_Apply what you read:_
[1] Answer these questions using the article on care home technology:
(a) How many care home groups took part in the survey?
(b) About what percentage of them cited cost as a key factor holding them back?
(c) What position does Richard White hold at PointClickCare?
[2] Reproduce the passage of the care home technology article from "A survey of" to "planning and rotas." without any changes.

_Provided text:_
Care homes in the UK are 15 years behind those in Canada and the US in adopting technology that can help free up nursing time and improve care, according to a leading technology provider.
A survey of UK residential care providers found the majority still rely on paperwork to plan, monitor and record the care of residents.
“Most homes have some sort of electronic system for billing, but on the care side it still seems to be very paper-based”
The survey of 50 top care home groups found most recognised the benefits of increased use of technology yet many – about 45% – cited cost as a key factor holding them back.
Nearly 80% felt technology could help with care planning, about 56% said it could improve medicines management and nearly 44% felt it could help with staff planning and rotas.
Yet just a quarter – 16 survey participants in total – said they already used electronic health records or care planning software.
Of those, 87% said it had improved access to information, while 81% said it had improved outcomes.
Nearly 63% said it had led to improved care and the same proportion said it had made documentation more efficient, including reducing duplication.
North America-based company PointClickCare, which commissioned the research, said it showed UK care homes were lagging behind when it came to making the most of technology.
“They are quite far behind, especially when it comes to the care side,” said Richard White, the company’s vice president for corporate development.
“When it comes to financial management, most homes have some sort of electronic system for billing, but on the care side it still seems to be very paper-based,” he said.

[Point localization data]
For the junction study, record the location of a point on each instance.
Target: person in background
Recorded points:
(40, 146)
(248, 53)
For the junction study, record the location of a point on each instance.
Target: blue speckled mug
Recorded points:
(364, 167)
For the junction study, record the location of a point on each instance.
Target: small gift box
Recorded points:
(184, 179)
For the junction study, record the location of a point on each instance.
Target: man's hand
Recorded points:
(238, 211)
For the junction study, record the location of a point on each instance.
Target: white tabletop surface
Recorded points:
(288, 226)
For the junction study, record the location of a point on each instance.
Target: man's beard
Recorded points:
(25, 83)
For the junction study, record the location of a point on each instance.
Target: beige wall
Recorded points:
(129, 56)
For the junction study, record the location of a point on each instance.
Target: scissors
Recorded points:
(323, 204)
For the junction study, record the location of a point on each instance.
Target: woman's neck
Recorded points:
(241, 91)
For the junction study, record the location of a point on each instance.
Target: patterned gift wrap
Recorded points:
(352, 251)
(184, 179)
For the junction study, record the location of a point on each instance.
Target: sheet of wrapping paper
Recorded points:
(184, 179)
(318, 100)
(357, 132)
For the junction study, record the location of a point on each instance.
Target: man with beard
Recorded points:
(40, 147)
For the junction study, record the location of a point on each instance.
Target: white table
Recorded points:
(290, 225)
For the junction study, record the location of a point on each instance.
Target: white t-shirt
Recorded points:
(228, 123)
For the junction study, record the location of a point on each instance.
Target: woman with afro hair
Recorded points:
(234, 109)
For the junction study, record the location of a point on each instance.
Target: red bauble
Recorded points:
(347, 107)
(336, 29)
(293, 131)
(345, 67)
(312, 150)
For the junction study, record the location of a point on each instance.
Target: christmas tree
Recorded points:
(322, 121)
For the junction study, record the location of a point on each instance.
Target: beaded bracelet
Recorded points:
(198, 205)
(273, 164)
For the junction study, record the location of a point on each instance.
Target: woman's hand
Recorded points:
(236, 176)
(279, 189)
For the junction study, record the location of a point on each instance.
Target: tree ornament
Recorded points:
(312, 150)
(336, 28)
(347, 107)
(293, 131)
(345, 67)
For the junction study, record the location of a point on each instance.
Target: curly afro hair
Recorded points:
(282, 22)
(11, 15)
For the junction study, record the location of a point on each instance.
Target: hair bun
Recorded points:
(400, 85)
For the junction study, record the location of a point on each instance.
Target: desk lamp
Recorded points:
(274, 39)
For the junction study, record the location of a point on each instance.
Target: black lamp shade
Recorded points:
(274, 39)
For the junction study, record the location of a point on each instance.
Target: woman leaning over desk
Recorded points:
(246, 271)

_Replies:_
[1]
(a) 50
(b) About 45%
(c) Vice president for corporate development

[2]
A survey of UK residential care providers found the majority still rely on paperwork to plan, monitor and record the care of residents.
“Most homes have some sort of electronic system for billing, but on the care side it still seems to be very paper-based”
The survey of 50 top care home groups found most recognised the benefits of increased use of technology yet many – about 45% – cited cost as a key factor holding them back.
Nearly 80% felt technology could help with care planning, about 56% said it could improve medicines management and nearly 44% felt it could help with staff planning and rotas.